Task objective:
Write out the whole listing word for word.

Data for processing:
-- Start --

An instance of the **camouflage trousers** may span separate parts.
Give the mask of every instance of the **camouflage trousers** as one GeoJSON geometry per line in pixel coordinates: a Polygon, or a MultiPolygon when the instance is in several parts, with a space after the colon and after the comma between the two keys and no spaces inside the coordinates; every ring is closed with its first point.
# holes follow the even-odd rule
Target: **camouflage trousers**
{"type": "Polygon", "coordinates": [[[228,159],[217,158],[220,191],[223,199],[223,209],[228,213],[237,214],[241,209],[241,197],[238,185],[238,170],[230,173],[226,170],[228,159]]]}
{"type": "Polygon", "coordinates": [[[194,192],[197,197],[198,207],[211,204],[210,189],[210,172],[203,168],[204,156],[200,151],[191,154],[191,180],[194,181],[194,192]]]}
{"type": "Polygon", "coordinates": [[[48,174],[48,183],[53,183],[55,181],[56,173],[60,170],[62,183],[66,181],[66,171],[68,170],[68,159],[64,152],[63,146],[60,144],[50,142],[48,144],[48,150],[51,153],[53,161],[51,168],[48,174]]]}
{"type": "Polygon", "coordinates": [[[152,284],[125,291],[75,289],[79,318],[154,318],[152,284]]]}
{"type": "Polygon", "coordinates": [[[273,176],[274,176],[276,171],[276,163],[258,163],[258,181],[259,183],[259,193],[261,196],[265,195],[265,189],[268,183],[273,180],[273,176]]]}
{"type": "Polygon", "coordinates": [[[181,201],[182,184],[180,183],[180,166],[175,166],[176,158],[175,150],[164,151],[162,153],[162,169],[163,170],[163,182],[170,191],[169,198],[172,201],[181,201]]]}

-- End --

Output:
An instance of the **camouflage trousers** may span separate parts.
Give the mask of every instance of the **camouflage trousers** as one GeoJSON geometry per line in pixel coordinates: a Polygon, or a MultiPolygon when the instance is in several parts, with a space after the colon and after the comma between the two keys and no spaces inside the coordinates; every ring is closed with its first point.
# holes follow the even-odd rule
Target: **camouflage trousers**
{"type": "Polygon", "coordinates": [[[228,159],[217,158],[220,191],[223,199],[223,209],[228,213],[237,214],[241,209],[241,197],[238,185],[238,170],[230,173],[226,170],[228,159]]]}
{"type": "Polygon", "coordinates": [[[194,192],[197,197],[198,207],[211,204],[210,189],[210,172],[203,168],[204,156],[200,151],[191,154],[191,180],[194,181],[194,192]]]}
{"type": "Polygon", "coordinates": [[[48,174],[48,183],[53,183],[55,181],[56,173],[60,170],[62,183],[66,181],[66,171],[68,170],[68,159],[64,152],[63,146],[60,144],[50,142],[48,144],[48,150],[51,153],[53,161],[51,168],[48,174]]]}
{"type": "Polygon", "coordinates": [[[152,284],[125,291],[75,289],[79,318],[154,318],[152,284]]]}
{"type": "Polygon", "coordinates": [[[273,176],[274,176],[276,171],[276,163],[258,163],[258,181],[259,183],[259,193],[261,196],[265,195],[265,189],[268,183],[273,180],[273,176]]]}
{"type": "Polygon", "coordinates": [[[181,201],[182,184],[180,183],[180,166],[175,166],[176,158],[175,150],[164,151],[162,153],[162,169],[163,170],[163,182],[170,191],[169,198],[172,201],[181,201]]]}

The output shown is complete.